L’évolution dans l’œuvre de Paul Rouillier

L’oeuvre de Paul Rouillier se caractérise, par son extrême diversité de forme, et paradoxalement par sa forte cohérence de fond. Elle est le reflet à la fois du personnage et des circonstances dans lesquels il a pu exercer son art.
Paul Rouillier est un homme solide, responsable, cartésien, et en même temps ouvert au monde, profondément angoissé et envahi par ses passions et émotions. Son oeuvre, comme sa vie seront un perpétuel conflit entre ces éléments antagonistes de sa personnalité. Elle évoluera entre une profonde rigueur, une théorisation extrême, un refus de l'émotionnel, et une fantaisie débridée. Entre un besoin de sécurisation, de garde-fous, et celui de s'exprimer et de vivre ses passions.
Son travail de jeune peintre (entre les années 1930 et 1947) laisse éclater sa sensibilité, non sans une certaine retenue. Joie des couleurs, dynamisme des formes, mais aussi besoin de se rattacher à un courrant théorique, à des règles définies. Sa production de l'époque le situe dans le courrant cubiste et reste encore empreinte de son admiration pour les maîtres de l'époque.

 

Lorsqu'il reprend la peinture en 1972 après une longue interruption (voir biographie) la rigueur s'impose tout d'abord. Sous l'influence de Rothko, Barnett Newman, ... son travail évolue vers le « Minimalisme » puisqu'il il supprime progressivement formes et couleurs pour ne conserver que le rapport des formes et le mouvement.


"Je cherche à créer l'émotion avec le minimum d'éléments possibles"
"Ce qui est important ce n'est pas le peintre mais son oeuvre, ou plutôt l’idée qui préside à son oeuvre"

● **CONSIGNES**
A. Transcrivez à l'identique le passage du texte sur l'œuvre de Paul Rouillier qui commence aux mots « L’évolution dans l’œuvre » et s'achève après « exercer son art. ».
B. Rédigez, s'il vous plaît, la suite du texte sur l'œuvre de Paul Rouillier à partir de sa dernière phrase.

● **ENTRÉES FOURNIES**
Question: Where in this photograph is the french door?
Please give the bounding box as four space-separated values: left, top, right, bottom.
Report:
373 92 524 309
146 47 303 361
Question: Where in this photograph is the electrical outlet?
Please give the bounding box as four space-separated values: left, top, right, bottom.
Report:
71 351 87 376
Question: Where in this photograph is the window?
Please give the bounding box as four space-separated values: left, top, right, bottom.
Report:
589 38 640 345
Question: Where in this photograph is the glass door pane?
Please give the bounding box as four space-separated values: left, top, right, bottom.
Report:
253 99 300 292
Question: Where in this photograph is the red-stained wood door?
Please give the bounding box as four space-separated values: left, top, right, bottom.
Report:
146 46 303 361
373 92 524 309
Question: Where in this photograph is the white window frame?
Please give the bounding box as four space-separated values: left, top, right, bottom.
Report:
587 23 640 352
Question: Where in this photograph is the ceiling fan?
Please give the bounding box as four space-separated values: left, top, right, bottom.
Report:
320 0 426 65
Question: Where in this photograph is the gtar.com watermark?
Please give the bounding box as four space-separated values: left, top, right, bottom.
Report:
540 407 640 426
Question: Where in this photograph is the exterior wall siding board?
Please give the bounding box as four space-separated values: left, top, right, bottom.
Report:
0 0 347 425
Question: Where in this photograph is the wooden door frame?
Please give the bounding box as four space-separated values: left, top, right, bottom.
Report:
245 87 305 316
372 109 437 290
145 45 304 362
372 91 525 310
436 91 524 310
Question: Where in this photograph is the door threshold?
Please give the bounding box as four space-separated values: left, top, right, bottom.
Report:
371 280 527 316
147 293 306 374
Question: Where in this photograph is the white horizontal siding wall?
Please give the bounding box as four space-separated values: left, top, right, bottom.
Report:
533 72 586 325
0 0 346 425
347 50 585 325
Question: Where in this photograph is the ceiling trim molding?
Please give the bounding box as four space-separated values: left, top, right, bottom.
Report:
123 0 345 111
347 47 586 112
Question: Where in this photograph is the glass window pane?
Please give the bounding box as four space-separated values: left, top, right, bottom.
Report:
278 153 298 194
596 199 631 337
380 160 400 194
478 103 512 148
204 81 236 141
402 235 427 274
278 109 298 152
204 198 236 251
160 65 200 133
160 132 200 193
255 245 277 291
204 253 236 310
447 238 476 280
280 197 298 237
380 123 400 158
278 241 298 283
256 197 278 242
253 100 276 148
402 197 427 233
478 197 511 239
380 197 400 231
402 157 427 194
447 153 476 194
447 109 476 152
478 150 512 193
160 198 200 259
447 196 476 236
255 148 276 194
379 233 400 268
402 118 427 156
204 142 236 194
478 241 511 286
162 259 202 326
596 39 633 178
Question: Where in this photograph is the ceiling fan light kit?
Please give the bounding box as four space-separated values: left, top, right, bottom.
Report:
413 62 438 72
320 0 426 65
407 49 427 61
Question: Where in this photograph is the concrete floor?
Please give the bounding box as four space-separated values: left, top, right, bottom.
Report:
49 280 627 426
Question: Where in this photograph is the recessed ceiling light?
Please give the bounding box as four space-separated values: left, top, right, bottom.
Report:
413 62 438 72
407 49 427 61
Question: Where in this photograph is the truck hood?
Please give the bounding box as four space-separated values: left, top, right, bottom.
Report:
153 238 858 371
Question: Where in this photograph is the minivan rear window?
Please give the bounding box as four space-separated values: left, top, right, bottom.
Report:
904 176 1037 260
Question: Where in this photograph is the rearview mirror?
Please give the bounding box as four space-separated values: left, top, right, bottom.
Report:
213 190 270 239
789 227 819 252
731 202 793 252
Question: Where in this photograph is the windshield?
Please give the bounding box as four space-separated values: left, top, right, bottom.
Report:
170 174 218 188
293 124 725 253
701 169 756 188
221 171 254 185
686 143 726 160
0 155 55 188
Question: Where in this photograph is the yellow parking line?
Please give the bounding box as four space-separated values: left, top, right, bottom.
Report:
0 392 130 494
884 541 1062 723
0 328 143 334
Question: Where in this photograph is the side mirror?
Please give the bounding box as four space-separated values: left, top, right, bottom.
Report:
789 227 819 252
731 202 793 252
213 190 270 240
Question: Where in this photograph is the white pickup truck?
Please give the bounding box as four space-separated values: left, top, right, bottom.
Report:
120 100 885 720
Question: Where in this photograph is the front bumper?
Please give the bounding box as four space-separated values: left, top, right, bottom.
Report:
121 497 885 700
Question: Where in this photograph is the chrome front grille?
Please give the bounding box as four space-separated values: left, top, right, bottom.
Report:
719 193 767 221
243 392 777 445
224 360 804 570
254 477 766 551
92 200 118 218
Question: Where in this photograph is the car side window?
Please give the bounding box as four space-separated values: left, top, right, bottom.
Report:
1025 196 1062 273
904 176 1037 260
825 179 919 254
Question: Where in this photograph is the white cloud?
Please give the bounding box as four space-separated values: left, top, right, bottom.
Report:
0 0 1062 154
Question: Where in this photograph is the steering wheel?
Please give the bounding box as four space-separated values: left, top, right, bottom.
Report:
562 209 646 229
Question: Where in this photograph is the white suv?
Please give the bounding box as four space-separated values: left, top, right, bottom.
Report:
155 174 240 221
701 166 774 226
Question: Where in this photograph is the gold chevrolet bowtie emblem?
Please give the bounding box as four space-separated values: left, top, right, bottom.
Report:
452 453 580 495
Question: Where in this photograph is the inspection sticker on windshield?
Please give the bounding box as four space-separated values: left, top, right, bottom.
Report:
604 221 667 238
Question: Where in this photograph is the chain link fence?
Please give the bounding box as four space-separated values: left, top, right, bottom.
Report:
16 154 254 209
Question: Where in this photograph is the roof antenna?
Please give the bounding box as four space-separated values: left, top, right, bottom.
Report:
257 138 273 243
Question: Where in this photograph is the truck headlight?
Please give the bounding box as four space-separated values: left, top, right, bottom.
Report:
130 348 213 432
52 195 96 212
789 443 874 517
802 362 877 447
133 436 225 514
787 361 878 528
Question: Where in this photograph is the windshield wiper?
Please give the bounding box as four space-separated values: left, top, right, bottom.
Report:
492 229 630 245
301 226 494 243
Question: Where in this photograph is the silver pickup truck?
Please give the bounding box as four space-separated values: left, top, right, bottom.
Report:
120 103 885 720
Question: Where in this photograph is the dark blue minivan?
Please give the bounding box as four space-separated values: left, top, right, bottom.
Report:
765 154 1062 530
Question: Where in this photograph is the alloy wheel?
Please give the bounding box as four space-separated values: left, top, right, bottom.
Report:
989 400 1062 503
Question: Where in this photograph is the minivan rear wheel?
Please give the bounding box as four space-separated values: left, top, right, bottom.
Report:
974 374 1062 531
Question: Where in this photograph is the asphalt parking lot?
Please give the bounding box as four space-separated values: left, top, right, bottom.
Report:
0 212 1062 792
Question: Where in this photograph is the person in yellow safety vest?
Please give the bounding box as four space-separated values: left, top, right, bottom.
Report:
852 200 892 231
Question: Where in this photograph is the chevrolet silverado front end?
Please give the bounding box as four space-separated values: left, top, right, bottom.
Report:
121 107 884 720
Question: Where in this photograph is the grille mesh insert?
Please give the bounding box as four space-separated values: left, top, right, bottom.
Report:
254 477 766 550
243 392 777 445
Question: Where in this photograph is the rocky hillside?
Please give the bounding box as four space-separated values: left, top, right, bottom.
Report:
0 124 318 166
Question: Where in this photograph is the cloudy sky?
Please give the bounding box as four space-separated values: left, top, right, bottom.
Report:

● **EN RÉPONSE**
A.
L’évolution dans l’œuvre de Paul Rouillier

L’oeuvre de Paul Rouillier se caractérise, par son extrême diversité de forme, et paradoxalement par sa forte cohérence de fond. Elle est le reflet à la fois du personnage et des circonstances dans lesquels il a pu exercer son art.

B.
Mais cette approche "minimale" ne peut pas le sécuriser plus longtemps. À force de supprimer, renoncer, il se retrouve face à sa toile devant un vide qui l'angoisse encore plus.

IL découvre la "création assistée par ordinateur", avec les informaticiens del'A.R.T.A. du centre Georges Pompidou, qui lui fournit des "croquis générateurs pour son travail. Il peint la série de toiles intitulées "ORDI" (1981-1984) .

Il reprend ses pinceaux et sous l'influence de ses fils, il s'ouvre à de nouvelles expériences. Sa position devient plus ouverte au monde, aux émotions. Il retrouve la joie de la couleur, de faire danser les formes, de se laisser aller à sa fantaisie.


"L'art est un échange, sans communication à l'autre il n'est qu'introspection"


Ce n'est que petit à petit, et surtout à partir de 1988 qu'il réussira à faire dans son oeuvre la synthèse de ces deux tendances antagonistes pour produire ses oeuvres les plus achevées, ou la simplicité, le mouvement, la couleur, s'harmonisent dans un structure solide. Significativement, c'est à partir de cette époque que ses toiles portent des noms de baptême : Montbassa, Les comédiens, Mutation, .....et qu'il va peindre à partir de thèmes : "La révolution", "Le parfum", "L'Europe unie", "L'écologie". Ce seront les toiles les plus abouties de son oeuvre. Enfin la rigueur de la construction se marie à la fantaisie des formes et des couleurs. Plus d'antagonisme, mais au contraire une synergie dans la recherche de l'évocation, dans la proposition d'une émotion, dans la démarche vers les autres.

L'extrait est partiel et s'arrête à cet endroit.